= Your objective =
Copy out the records below, changing "mirror reflection" to "glass reflection" wherever it appears and leaving every other line as it is. Don't include the pictures.
* Begin Data for this exercise *
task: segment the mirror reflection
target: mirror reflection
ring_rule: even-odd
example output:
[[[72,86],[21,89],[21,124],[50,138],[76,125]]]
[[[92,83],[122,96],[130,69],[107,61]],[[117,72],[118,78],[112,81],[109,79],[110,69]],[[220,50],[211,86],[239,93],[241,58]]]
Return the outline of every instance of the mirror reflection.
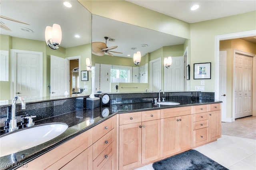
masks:
[[[92,26],[92,91],[190,90],[186,74],[190,63],[189,40],[95,15]],[[136,65],[133,57],[138,51],[141,60]],[[169,56],[173,64],[167,68],[164,60]],[[112,73],[117,70],[125,80],[120,74],[115,77]]]
[[[0,101],[8,103],[17,95],[54,97],[77,93],[79,88],[90,93],[90,79],[79,77],[86,69],[81,63],[91,57],[92,15],[77,1],[71,1],[69,8],[64,2],[1,1]],[[58,49],[50,48],[45,38],[46,27],[54,24],[62,32]],[[73,61],[77,64],[72,68]],[[76,67],[79,71],[73,71]]]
* End Data for this exercise *
= Worked solution =
task: segment the glass reflection
target: glass reflection
ring_rule: even-odd
example output:
[[[72,86],[21,89],[21,124],[50,138],[76,125]]]
[[[92,83],[122,96],[130,69],[107,61]],[[117,72],[118,78],[112,81],[109,79],[110,69]],[[220,50],[211,86],[239,93],[241,58]]]
Return the outline of every instance of the glass reflection.
masks:
[[[92,26],[92,91],[190,90],[186,74],[190,63],[189,40],[95,15]],[[136,65],[133,57],[138,51],[141,60]],[[169,56],[173,64],[167,68],[164,60]],[[112,73],[117,70],[125,80],[120,74],[115,77]]]
[[[0,101],[8,103],[17,95],[54,97],[77,93],[79,88],[90,93],[90,79],[79,77],[86,69],[81,63],[91,57],[92,15],[77,1],[71,1],[69,8],[64,2],[1,1]],[[58,49],[50,48],[45,38],[46,27],[54,24],[62,32]],[[73,61],[77,64],[72,68]],[[76,67],[79,71],[73,71]]]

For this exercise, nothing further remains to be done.